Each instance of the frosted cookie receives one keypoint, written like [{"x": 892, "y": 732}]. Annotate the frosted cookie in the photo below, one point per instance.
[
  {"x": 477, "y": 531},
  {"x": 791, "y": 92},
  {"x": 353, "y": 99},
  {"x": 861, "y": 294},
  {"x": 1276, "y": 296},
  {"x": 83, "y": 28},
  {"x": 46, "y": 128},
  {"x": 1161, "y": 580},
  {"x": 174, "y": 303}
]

---

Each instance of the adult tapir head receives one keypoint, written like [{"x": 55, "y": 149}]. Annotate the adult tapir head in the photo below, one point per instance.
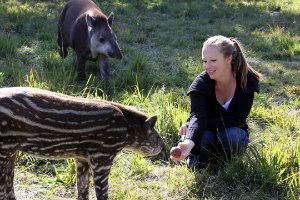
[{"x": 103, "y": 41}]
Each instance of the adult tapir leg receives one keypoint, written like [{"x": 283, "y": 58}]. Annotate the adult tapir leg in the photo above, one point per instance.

Aim
Please rewrite the lines beginning with the one containing "Each instance of the adult tapir head" and continuing through the one containing "Each instance of the adult tapir leg", with "adult tapir" changed to "young tapir" and nothing else altered. Leave the pictures out of your answer.

Written response
Each instance of the young tapir head receives one keypoint, written like [{"x": 55, "y": 149}]. Annotate the young tapir head in the photo below, one point per instance.
[{"x": 103, "y": 41}]
Each instance of the young tapir leg receives one keypoint, written like [{"x": 283, "y": 58}]. Annotate the young tapir leg in the photo above, one point per instance.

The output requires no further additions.